Information supplied:

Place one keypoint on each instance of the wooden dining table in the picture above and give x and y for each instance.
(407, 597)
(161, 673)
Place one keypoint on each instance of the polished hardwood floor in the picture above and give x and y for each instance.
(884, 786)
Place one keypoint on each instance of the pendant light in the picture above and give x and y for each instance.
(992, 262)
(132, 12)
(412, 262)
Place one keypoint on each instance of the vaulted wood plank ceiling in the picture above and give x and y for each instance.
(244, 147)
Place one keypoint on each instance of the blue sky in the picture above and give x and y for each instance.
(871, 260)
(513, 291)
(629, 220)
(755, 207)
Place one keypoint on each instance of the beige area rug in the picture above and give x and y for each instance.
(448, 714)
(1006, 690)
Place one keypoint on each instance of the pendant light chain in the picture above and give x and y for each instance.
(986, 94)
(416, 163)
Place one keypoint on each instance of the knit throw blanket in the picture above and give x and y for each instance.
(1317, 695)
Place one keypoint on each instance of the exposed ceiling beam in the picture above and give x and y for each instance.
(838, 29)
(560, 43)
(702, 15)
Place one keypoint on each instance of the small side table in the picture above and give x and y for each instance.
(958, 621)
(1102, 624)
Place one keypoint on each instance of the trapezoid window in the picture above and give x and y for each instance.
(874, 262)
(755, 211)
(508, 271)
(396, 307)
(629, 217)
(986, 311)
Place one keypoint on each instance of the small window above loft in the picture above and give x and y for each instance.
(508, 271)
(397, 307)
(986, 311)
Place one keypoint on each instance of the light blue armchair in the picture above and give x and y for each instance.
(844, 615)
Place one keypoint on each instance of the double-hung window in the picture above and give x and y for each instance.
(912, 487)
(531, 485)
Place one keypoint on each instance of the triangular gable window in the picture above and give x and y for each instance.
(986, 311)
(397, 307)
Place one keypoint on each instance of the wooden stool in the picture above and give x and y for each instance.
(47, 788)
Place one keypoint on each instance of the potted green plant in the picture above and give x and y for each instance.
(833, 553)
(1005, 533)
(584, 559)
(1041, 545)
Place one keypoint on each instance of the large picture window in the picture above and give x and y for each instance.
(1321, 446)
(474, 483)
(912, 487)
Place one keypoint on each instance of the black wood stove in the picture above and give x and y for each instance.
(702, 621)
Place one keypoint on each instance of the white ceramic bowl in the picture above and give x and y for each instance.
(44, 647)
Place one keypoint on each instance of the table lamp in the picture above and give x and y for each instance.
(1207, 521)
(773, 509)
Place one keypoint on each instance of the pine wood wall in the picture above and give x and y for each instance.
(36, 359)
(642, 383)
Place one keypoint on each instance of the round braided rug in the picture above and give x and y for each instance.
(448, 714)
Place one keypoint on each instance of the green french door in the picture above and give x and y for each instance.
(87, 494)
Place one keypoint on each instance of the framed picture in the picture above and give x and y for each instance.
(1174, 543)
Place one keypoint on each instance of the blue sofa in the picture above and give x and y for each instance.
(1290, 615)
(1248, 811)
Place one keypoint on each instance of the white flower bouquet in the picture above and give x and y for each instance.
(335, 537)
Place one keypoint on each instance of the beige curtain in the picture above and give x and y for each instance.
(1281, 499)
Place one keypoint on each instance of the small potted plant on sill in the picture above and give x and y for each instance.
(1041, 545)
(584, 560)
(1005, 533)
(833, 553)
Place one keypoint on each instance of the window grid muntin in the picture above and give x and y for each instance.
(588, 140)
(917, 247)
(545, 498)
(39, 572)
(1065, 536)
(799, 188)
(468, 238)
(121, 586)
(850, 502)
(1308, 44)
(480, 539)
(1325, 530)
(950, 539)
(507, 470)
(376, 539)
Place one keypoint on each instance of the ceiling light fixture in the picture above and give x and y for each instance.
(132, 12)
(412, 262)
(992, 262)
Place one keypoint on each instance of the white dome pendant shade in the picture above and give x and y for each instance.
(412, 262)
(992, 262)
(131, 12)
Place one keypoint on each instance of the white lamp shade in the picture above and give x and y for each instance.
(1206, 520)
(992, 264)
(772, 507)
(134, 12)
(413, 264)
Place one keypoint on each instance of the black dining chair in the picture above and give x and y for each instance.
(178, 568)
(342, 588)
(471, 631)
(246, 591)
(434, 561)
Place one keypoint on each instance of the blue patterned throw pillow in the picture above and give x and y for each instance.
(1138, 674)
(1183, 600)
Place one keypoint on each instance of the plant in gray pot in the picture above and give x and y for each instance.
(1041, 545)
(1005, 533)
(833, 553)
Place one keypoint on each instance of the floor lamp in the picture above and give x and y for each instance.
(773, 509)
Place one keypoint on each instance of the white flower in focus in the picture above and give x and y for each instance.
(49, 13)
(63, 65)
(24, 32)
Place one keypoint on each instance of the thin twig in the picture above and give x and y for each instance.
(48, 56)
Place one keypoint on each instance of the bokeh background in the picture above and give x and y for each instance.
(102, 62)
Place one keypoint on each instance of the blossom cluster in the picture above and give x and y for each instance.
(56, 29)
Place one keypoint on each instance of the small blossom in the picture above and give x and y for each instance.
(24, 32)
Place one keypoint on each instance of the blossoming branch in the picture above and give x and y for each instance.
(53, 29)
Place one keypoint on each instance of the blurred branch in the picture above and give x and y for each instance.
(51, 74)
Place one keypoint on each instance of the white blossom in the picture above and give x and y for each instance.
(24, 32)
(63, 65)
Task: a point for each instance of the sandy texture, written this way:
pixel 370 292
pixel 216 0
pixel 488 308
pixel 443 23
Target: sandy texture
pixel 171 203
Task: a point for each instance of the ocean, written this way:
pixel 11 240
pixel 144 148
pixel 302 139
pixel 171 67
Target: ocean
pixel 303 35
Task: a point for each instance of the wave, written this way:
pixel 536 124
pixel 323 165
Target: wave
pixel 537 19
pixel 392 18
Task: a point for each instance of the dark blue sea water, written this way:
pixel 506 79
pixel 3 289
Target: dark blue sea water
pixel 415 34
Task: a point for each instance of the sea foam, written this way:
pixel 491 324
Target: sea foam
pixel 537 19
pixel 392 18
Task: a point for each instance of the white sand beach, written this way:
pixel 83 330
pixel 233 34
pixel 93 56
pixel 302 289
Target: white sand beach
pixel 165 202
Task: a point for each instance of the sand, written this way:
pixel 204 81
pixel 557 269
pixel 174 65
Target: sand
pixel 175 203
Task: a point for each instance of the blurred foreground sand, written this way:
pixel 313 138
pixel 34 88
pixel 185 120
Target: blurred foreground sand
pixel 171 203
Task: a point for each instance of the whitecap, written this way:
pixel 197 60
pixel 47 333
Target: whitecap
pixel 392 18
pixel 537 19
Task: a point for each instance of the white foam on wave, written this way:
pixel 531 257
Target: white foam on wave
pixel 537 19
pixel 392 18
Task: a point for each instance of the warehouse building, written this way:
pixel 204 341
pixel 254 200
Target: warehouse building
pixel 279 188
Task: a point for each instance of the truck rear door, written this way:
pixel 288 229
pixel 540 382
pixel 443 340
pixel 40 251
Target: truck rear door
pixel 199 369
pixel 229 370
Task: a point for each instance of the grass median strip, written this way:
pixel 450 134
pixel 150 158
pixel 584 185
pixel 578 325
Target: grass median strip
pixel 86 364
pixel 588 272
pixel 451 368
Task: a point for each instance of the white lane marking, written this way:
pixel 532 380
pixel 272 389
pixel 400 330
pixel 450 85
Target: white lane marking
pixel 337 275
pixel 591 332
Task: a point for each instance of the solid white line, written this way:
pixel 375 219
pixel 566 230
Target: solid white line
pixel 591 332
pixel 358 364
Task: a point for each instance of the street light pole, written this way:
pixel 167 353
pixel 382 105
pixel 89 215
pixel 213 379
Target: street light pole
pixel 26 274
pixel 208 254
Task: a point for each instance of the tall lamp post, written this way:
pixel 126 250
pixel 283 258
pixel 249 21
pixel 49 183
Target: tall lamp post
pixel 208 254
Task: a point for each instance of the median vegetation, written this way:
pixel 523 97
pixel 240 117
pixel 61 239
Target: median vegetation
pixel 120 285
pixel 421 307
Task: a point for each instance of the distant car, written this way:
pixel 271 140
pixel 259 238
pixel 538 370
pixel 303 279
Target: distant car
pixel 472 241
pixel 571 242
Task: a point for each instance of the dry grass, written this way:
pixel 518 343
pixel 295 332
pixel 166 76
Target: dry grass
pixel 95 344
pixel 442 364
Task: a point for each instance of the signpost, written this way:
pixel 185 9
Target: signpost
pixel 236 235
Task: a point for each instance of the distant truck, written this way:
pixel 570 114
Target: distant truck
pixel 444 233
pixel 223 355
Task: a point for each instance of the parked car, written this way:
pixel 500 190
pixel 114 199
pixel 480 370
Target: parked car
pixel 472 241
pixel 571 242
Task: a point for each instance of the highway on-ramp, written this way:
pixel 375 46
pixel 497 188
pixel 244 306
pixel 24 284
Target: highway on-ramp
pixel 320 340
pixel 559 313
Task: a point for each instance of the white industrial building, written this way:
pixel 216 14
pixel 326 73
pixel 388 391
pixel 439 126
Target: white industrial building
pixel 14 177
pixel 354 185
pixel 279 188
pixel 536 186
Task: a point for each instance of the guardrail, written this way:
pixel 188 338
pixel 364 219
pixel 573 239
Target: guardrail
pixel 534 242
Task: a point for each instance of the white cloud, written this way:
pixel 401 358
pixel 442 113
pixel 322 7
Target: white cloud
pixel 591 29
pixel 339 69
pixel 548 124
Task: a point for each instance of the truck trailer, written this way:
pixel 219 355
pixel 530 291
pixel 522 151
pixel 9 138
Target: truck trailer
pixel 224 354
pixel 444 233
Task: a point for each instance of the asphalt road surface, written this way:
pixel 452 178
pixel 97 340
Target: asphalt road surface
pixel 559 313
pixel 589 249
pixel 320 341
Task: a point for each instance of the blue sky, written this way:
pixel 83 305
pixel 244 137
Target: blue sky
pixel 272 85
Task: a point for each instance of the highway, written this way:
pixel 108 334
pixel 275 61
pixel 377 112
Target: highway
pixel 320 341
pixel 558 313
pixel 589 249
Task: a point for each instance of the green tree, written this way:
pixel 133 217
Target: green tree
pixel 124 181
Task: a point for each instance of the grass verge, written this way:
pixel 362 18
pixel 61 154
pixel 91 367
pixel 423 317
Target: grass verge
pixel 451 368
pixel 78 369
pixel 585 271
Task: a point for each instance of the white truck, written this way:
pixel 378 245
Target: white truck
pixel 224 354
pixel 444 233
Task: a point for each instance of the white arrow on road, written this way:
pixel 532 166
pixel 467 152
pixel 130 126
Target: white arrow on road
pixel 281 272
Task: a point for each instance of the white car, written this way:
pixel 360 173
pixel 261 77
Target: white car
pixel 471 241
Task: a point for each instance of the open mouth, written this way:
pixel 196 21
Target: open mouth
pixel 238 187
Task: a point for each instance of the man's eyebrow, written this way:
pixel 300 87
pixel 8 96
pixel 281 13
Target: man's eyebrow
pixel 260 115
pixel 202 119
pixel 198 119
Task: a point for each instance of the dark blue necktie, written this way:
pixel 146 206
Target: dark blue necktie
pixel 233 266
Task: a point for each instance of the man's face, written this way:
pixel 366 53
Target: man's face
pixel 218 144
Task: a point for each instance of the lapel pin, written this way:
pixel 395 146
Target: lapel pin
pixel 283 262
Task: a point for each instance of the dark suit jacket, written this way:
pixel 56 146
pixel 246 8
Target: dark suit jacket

Task statement:
Copy the records above exactly, beginning at the line that contains "Task: a point for each instance of the blue" and stopping after the line that contains "pixel 423 317".

Solved problem:
Task: a point for each instance of the blue sky, written this way:
pixel 83 305
pixel 244 137
Target: blue sky
pixel 272 85
Task: a point for each instance of the highway, written this way:
pixel 108 334
pixel 275 61
pixel 377 112
Target: highway
pixel 320 341
pixel 558 313
pixel 589 249
Task: a point for each instance of the green tree, written this way:
pixel 133 217
Target: green tree
pixel 124 181
Task: a point for each instance of the grass verge, written this way:
pixel 362 18
pixel 61 154
pixel 91 367
pixel 423 317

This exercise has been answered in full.